====== Material provided

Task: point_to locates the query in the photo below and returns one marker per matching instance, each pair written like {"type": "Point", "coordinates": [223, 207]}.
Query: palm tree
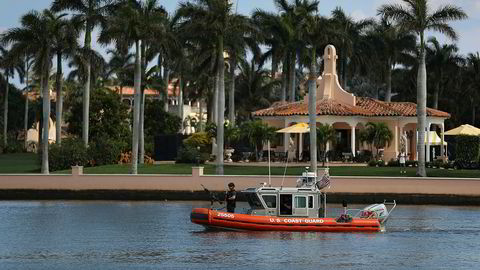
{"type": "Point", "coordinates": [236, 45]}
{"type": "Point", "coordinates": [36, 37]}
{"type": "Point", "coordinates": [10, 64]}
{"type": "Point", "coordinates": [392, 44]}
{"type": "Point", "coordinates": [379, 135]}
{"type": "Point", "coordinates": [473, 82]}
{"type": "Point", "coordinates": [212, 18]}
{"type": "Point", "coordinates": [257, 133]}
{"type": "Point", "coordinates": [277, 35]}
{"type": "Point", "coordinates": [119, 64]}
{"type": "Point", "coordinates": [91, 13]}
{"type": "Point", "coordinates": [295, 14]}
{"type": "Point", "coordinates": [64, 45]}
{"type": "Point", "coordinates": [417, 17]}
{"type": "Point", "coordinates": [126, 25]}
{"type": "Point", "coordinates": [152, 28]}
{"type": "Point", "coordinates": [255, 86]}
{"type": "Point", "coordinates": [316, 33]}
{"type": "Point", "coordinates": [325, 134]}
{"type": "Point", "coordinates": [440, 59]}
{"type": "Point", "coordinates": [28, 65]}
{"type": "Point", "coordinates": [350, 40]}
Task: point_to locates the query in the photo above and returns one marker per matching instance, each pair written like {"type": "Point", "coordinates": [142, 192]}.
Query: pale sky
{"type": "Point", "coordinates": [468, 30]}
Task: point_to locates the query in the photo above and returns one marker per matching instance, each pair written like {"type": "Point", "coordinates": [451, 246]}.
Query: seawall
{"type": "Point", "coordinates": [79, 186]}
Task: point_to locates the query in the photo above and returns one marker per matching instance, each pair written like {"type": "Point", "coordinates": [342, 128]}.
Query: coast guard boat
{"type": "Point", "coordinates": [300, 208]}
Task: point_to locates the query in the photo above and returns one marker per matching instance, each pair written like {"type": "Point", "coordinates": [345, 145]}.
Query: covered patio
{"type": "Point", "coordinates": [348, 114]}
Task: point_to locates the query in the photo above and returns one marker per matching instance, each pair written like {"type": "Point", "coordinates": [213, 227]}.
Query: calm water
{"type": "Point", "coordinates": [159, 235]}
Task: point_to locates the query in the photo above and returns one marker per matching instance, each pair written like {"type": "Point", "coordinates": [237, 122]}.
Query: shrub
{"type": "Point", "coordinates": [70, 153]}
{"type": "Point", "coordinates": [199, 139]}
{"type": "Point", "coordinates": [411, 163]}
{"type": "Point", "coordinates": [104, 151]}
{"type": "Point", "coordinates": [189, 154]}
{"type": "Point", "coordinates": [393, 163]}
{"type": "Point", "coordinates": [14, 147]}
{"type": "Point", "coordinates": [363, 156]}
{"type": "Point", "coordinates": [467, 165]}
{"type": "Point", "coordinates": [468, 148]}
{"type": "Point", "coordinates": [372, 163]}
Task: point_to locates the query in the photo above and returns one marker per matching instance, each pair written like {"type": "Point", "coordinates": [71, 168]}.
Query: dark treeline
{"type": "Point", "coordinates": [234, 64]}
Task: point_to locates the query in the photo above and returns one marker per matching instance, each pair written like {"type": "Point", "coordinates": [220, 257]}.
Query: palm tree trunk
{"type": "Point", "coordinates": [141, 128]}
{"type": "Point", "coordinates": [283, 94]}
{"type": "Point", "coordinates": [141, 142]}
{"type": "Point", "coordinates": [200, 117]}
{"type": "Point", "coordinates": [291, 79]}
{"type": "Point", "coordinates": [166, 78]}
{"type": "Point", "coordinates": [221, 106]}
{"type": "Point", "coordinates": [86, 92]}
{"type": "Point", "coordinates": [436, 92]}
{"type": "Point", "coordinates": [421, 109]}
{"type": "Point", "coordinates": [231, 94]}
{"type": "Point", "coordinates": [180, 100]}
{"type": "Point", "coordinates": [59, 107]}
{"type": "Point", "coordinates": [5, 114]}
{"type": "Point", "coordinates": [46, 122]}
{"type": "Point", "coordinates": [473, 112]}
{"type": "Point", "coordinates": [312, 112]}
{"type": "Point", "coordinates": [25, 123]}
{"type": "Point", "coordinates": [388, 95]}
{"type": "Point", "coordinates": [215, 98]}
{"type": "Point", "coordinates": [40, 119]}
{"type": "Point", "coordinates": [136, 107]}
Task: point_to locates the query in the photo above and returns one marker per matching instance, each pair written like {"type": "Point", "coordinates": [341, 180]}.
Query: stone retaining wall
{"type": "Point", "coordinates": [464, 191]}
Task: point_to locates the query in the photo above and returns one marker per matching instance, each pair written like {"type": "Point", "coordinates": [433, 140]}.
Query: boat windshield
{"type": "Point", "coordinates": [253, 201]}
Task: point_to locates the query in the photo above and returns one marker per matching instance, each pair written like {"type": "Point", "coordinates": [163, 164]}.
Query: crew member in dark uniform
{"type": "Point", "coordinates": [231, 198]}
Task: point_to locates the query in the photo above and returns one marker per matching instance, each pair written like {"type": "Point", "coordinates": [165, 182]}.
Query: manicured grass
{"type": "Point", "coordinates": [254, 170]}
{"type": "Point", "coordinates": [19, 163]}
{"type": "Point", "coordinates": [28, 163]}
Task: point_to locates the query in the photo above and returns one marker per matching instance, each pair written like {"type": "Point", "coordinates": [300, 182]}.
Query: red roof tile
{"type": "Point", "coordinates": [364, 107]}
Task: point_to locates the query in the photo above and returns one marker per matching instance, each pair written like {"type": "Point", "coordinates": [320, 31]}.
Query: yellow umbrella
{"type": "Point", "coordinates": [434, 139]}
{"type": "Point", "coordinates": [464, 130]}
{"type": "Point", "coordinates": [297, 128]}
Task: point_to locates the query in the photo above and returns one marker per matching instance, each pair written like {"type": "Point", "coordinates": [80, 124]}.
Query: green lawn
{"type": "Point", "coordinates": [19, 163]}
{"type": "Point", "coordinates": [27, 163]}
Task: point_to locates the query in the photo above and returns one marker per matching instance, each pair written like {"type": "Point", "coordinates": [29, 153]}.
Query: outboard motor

============

Reproduce the whole listing above word for word, but not its pictures.

■ Solution
Task: point_to locates the query in the photo below and returns one marker per matching instance, each pair written like {"type": "Point", "coordinates": [223, 207]}.
Query: palm tree
{"type": "Point", "coordinates": [236, 45]}
{"type": "Point", "coordinates": [36, 37]}
{"type": "Point", "coordinates": [10, 64]}
{"type": "Point", "coordinates": [392, 44]}
{"type": "Point", "coordinates": [379, 135]}
{"type": "Point", "coordinates": [473, 82]}
{"type": "Point", "coordinates": [212, 18]}
{"type": "Point", "coordinates": [257, 133]}
{"type": "Point", "coordinates": [277, 35]}
{"type": "Point", "coordinates": [119, 64]}
{"type": "Point", "coordinates": [91, 13]}
{"type": "Point", "coordinates": [295, 14]}
{"type": "Point", "coordinates": [64, 45]}
{"type": "Point", "coordinates": [417, 17]}
{"type": "Point", "coordinates": [126, 25]}
{"type": "Point", "coordinates": [152, 28]}
{"type": "Point", "coordinates": [255, 86]}
{"type": "Point", "coordinates": [316, 33]}
{"type": "Point", "coordinates": [325, 134]}
{"type": "Point", "coordinates": [440, 59]}
{"type": "Point", "coordinates": [28, 65]}
{"type": "Point", "coordinates": [350, 40]}
Task: point_to locates the query in the photo above and returns one marker per matching instance, each pair written like {"type": "Point", "coordinates": [142, 192]}.
Query: pale sky
{"type": "Point", "coordinates": [468, 30]}
Task: point_to locates the query in the photo above and returns one marker per matching instance, each pair written like {"type": "Point", "coordinates": [451, 246]}.
Query: seawall
{"type": "Point", "coordinates": [79, 186]}
Task: point_to locates the query in the photo above and returns one marker per matching instance, each pair written like {"type": "Point", "coordinates": [342, 128]}.
Query: coast guard boat
{"type": "Point", "coordinates": [300, 208]}
Task: point_to locates the query in the photo above and returns one marker per matching instance, each pair written like {"type": "Point", "coordinates": [345, 145]}.
Query: covered patio
{"type": "Point", "coordinates": [348, 114]}
Task: point_to locates the query in the photo above and returns one marker per matching instance, each pair written like {"type": "Point", "coordinates": [213, 227]}.
Query: calm water
{"type": "Point", "coordinates": [159, 235]}
Task: point_to locates the query in the photo above and returns one marker per matching instance, each pair written like {"type": "Point", "coordinates": [237, 122]}.
Query: shrub
{"type": "Point", "coordinates": [70, 153]}
{"type": "Point", "coordinates": [199, 139]}
{"type": "Point", "coordinates": [411, 163]}
{"type": "Point", "coordinates": [104, 151]}
{"type": "Point", "coordinates": [189, 154]}
{"type": "Point", "coordinates": [393, 163]}
{"type": "Point", "coordinates": [14, 147]}
{"type": "Point", "coordinates": [363, 156]}
{"type": "Point", "coordinates": [467, 165]}
{"type": "Point", "coordinates": [468, 148]}
{"type": "Point", "coordinates": [372, 163]}
Task: point_to locates the query in the photo above and returns one marker per matching instance, each pair written like {"type": "Point", "coordinates": [71, 168]}.
Query: dark treeline
{"type": "Point", "coordinates": [234, 64]}
Task: point_to locates the query in the photo above and returns one marker per matching instance, each pair written like {"type": "Point", "coordinates": [220, 257]}.
Query: palm tree trunk
{"type": "Point", "coordinates": [141, 128]}
{"type": "Point", "coordinates": [283, 94]}
{"type": "Point", "coordinates": [141, 142]}
{"type": "Point", "coordinates": [200, 117]}
{"type": "Point", "coordinates": [291, 79]}
{"type": "Point", "coordinates": [166, 78]}
{"type": "Point", "coordinates": [221, 106]}
{"type": "Point", "coordinates": [86, 92]}
{"type": "Point", "coordinates": [436, 92]}
{"type": "Point", "coordinates": [421, 109]}
{"type": "Point", "coordinates": [231, 94]}
{"type": "Point", "coordinates": [180, 100]}
{"type": "Point", "coordinates": [59, 107]}
{"type": "Point", "coordinates": [5, 114]}
{"type": "Point", "coordinates": [46, 122]}
{"type": "Point", "coordinates": [473, 112]}
{"type": "Point", "coordinates": [312, 112]}
{"type": "Point", "coordinates": [25, 123]}
{"type": "Point", "coordinates": [388, 95]}
{"type": "Point", "coordinates": [215, 98]}
{"type": "Point", "coordinates": [40, 119]}
{"type": "Point", "coordinates": [136, 107]}
Task: point_to locates the query in the photo above and returns one marker per matching instance, each pair written like {"type": "Point", "coordinates": [341, 180]}.
Query: stone retaining wall
{"type": "Point", "coordinates": [464, 191]}
Task: point_to locates the query in the photo above and returns one marker per matching instance, each pair written like {"type": "Point", "coordinates": [433, 140]}.
Query: boat windshield
{"type": "Point", "coordinates": [253, 201]}
Task: point_to locates the query in the photo above and returns one marker per matching instance, each pair written like {"type": "Point", "coordinates": [163, 164]}.
Query: crew member in dark uniform
{"type": "Point", "coordinates": [231, 198]}
Task: point_to locates the query in the photo above and returns one marker per matching instance, each pair written like {"type": "Point", "coordinates": [165, 182]}.
Query: manicured grass
{"type": "Point", "coordinates": [254, 170]}
{"type": "Point", "coordinates": [19, 163]}
{"type": "Point", "coordinates": [28, 163]}
Task: point_to locates the query in the photo above and returns one marker per matching instance, each pair written like {"type": "Point", "coordinates": [300, 182]}.
Query: red roof tile
{"type": "Point", "coordinates": [364, 107]}
Task: point_to locates the query in the photo above and returns one marker per matching instance, each pair written like {"type": "Point", "coordinates": [320, 31]}.
Query: yellow umbrella
{"type": "Point", "coordinates": [434, 139]}
{"type": "Point", "coordinates": [464, 130]}
{"type": "Point", "coordinates": [297, 128]}
Task: point_to locates the query in the photo above and returns one marker per matching instance, each pair written like {"type": "Point", "coordinates": [80, 124]}.
Query: green lawn
{"type": "Point", "coordinates": [19, 163]}
{"type": "Point", "coordinates": [27, 163]}
Task: point_to locates the query in the photo above and returns one marker per matching instance, each pair written like {"type": "Point", "coordinates": [29, 153]}.
Query: outboard motor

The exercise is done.